### PROMPT A
List every username that heads a post in the forum thread about the Latin sentence "Patriam amare debemus."
### PROMPT B
Carry on the forum thread about the Latin sentence "Patriam amare debemus" from the point where it stops.

### PAGE EXTRACT
# Patriam amare debemus



## bluetoonwithcarrotandnail

Three questions 
*
Moderator Note: Other questions snipped.  Please ask one question at a time.*

2.  The complementary infinitive does not need a subject repeated. 

This is like saying that the following sentence, 'Patriam amare debemus' 
does not need the word Patriam repeated, correct?


----------



## brian

I don't understand your question........  How else would you say it??


----------



## Anne345

It's not a complementary infinitive ! 

debeo : 
*With inf.*, to be bound, in duty bound to do something; I ought, must, should, etc., do it (in class. prose always in the sense of moral necessity... 
(Charlton T. Lewis, Charles Short, A Latin Dictionary)


----------



## Flaminius

bluetoonwithcarrotandnail said:


> 2.  The complementary infinitive does not need a subject repeated.
> 
> This is like saying that the following sentence, 'Patriam amare debemus'
> does not need the word Patriam repeated, correct?


I am not sure what the construction of _patriam amare debemus_ is called (*Anne345*, maybe you could kindly help?   ) but it is true that this construction "does not need a subject repeated."

The subject of both _amare_ and _debemus_ is "we" (this is represented as the first person plural conjugation _-mus_ and does not have any separate form).  _Patriam_, which is cast in the accusative form, is the object of _amare_; it cannot be the subject of either verb.

If the subject were to be repeated, we would get something like;
debemus nos amare patriam.

However, _nos_ here does not sound very well and perhaps is ungrammatical.


----------



## Cagey

I admire Flaminius' clear explanation. 



> I am not sure what the construction of patriam amare debemus is called....

### RECORDED INFORMATION

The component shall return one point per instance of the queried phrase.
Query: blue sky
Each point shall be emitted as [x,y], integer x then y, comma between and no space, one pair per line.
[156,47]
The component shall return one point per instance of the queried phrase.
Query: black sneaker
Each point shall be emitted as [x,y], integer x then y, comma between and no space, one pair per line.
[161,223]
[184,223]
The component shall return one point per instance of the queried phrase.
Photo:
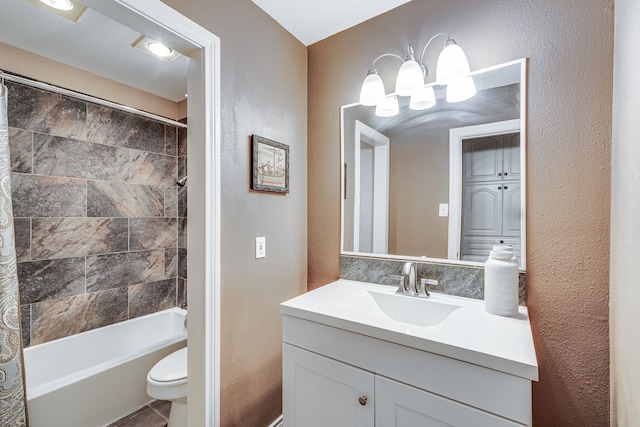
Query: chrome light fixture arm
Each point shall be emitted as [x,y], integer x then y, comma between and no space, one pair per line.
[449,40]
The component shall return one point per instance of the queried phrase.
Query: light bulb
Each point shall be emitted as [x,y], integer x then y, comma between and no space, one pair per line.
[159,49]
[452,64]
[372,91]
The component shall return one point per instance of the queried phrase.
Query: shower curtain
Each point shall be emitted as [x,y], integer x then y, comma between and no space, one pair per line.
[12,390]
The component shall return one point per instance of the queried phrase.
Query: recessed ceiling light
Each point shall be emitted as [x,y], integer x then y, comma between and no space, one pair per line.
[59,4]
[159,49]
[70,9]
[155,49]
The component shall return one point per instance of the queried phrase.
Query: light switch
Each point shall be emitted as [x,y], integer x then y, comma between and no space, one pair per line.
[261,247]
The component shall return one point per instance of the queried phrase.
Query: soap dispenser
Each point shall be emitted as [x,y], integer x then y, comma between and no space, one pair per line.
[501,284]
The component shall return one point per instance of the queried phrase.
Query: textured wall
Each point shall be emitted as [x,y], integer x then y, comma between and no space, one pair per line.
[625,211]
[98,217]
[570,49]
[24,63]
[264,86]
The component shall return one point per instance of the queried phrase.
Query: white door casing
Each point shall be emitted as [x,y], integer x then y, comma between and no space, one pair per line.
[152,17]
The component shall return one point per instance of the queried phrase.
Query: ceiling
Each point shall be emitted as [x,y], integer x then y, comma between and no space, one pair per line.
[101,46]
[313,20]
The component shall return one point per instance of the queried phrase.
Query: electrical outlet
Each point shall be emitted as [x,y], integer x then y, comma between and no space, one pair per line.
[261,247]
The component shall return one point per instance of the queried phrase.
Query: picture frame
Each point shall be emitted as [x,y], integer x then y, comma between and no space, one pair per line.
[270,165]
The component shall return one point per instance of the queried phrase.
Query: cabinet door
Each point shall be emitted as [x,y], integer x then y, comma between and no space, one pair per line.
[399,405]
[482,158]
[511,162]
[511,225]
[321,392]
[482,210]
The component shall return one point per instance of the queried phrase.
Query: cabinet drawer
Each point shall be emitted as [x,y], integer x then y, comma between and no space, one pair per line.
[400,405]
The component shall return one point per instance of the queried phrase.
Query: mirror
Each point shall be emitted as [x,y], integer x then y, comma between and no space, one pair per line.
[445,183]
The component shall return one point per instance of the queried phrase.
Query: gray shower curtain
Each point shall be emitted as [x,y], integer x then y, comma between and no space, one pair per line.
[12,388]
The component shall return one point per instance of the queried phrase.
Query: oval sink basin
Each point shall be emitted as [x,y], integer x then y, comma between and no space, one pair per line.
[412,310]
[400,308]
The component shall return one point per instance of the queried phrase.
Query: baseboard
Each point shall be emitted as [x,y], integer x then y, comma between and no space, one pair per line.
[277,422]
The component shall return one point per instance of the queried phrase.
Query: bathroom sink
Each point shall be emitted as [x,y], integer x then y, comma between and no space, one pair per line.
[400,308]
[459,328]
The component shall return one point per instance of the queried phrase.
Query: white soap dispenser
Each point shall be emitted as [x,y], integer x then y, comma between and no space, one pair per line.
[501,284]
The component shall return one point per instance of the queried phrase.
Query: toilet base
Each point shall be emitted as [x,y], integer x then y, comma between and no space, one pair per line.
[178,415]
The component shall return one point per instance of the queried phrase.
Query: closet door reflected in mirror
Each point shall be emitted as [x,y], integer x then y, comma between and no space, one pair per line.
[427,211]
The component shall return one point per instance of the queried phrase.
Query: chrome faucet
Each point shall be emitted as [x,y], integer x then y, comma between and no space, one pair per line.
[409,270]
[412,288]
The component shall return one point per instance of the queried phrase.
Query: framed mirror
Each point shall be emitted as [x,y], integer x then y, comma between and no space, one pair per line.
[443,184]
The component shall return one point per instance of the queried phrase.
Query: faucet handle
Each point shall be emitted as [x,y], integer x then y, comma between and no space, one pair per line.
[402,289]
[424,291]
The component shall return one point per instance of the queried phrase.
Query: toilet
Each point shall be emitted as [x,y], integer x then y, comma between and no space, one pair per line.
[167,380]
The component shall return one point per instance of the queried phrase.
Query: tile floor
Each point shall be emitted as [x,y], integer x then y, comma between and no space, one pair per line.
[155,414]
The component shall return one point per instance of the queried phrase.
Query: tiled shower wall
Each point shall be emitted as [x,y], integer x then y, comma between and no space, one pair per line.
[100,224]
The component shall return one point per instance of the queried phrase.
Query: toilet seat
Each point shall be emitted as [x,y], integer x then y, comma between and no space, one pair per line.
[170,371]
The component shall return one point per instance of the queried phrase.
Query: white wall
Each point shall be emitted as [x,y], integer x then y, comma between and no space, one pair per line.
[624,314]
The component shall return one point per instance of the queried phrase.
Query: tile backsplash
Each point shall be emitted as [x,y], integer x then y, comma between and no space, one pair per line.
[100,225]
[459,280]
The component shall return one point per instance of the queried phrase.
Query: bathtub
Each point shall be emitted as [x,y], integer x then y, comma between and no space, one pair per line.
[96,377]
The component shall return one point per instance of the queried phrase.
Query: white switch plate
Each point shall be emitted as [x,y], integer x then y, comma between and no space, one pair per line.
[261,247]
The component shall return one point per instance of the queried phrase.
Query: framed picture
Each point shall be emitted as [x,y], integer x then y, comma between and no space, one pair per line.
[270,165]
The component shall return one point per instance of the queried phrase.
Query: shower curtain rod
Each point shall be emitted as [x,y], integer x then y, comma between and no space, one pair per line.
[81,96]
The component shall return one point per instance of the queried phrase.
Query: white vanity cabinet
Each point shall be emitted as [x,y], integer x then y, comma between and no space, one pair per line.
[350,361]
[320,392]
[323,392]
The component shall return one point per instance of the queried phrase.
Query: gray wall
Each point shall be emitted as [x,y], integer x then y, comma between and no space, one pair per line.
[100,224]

### FINAL ANSWER A
bluetoonwithcarrotandnail
brian
Anne345
Flaminius
Cagey

### FINAL ANSWER B
_Amare_ in the construction _amare debemus_ is indeed what is called a 'complementary infinitive'  according to the terminology commonly used in by Latin textbooks and grammars in the US.    

I assume that Anne uses other terminology.


----------



## rainbowizard

The whole sentence with _debeo_ is unusual... To evidence the logical subject (_Patria)_ and the people who have to love it (_nos)_ I think it's better a passive periphrases:

Patria nobis amanda est


----------



## Cagey

rainbowizard said:


> The whole sentence with _debeo_ is unusual... To evidence the logical subject (_Patria)_ and the people who have to love it (_nos)_ I think it's better a passive periphrases:
> 
> Patria nobis amanda est



Yes, that is another way to express the idea and you might prefer it for stylistic reasons. 

However, the construction being discussed is perfectly good Latin:
_quem omnes amare meritissimo debemus,_ Cic. de Or. 1, 55, 23​


----------



## Anne345

_Omnes debemus ? _


----------



## Flaminius

Anne345 said:


> _Omnes debemus ? _


Of which an implied construction is _nos omnes debemus_.  I have merrily called subjects of this type "appositional subjects" but authoritative references may have a different name for it.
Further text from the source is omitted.